Task brief: Every line below that contains "dark" is to be copied.

Data records:
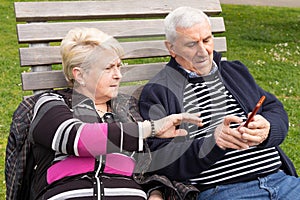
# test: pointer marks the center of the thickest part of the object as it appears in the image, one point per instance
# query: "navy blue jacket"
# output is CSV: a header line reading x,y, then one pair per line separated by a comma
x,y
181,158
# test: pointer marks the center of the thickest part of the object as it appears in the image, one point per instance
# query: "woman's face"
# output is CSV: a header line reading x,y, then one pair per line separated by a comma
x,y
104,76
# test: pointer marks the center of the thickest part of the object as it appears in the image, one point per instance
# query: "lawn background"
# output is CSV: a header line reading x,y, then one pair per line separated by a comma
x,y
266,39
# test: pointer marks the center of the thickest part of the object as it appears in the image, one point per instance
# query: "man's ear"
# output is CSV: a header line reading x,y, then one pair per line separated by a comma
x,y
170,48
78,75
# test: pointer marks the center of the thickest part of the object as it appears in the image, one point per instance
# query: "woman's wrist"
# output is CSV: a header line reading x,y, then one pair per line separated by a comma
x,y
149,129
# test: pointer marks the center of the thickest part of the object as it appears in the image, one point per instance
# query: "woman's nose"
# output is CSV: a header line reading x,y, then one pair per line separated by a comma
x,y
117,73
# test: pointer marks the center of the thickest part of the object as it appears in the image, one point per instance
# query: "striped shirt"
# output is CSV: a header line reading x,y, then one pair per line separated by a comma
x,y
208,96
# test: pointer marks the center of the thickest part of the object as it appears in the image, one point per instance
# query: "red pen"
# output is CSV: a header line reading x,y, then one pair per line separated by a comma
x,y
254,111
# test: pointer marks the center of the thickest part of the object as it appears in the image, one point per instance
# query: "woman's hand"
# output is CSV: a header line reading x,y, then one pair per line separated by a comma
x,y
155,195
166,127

---

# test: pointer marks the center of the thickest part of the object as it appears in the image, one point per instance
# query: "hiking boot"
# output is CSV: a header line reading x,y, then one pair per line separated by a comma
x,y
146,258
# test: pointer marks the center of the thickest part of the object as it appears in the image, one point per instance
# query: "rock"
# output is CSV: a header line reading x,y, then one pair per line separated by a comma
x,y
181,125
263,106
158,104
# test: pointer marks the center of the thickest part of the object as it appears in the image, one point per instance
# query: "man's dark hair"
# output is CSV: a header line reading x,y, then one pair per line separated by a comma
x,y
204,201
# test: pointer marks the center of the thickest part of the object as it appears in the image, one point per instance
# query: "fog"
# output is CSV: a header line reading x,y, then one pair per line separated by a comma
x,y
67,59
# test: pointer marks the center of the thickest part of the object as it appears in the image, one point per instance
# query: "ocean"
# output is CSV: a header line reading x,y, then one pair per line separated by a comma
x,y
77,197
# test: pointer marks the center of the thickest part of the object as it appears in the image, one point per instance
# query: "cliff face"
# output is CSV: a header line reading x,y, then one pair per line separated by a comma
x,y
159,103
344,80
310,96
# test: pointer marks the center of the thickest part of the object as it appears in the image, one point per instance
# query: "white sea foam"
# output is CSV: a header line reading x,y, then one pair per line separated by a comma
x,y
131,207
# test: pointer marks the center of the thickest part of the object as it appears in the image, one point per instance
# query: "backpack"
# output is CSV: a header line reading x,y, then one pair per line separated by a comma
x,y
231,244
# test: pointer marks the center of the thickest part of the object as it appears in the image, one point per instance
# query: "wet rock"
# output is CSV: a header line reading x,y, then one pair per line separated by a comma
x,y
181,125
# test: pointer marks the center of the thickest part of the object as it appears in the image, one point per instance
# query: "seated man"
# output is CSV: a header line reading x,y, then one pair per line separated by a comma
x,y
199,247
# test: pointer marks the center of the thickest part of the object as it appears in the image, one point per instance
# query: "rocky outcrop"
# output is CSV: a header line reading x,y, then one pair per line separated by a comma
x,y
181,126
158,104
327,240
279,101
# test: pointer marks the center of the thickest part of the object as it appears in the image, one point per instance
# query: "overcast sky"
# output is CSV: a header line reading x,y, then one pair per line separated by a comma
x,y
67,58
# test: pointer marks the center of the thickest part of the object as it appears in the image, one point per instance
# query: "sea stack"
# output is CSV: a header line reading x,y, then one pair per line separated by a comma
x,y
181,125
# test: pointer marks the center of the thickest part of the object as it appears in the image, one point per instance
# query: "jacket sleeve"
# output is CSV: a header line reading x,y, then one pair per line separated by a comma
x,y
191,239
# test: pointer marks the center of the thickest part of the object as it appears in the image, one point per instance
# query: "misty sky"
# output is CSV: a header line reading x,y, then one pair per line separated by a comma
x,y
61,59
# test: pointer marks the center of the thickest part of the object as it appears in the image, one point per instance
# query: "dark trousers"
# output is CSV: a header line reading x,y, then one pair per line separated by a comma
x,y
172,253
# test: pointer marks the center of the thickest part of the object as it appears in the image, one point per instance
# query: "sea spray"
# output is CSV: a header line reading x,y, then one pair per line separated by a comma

* * *

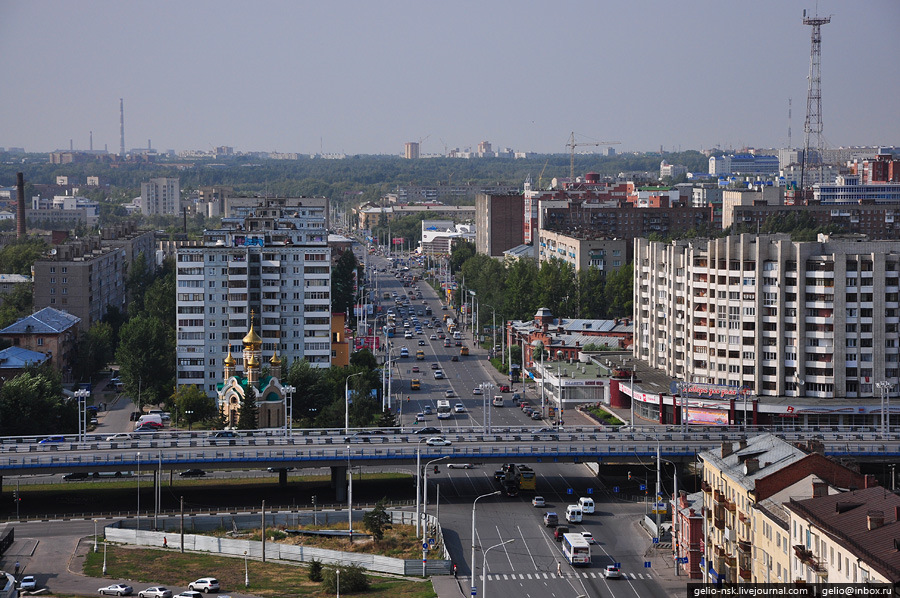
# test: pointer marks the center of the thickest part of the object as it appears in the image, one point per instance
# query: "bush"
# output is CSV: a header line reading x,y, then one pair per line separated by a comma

Exercise output:
# query: "man's dark hair"
# query: "dark trousers"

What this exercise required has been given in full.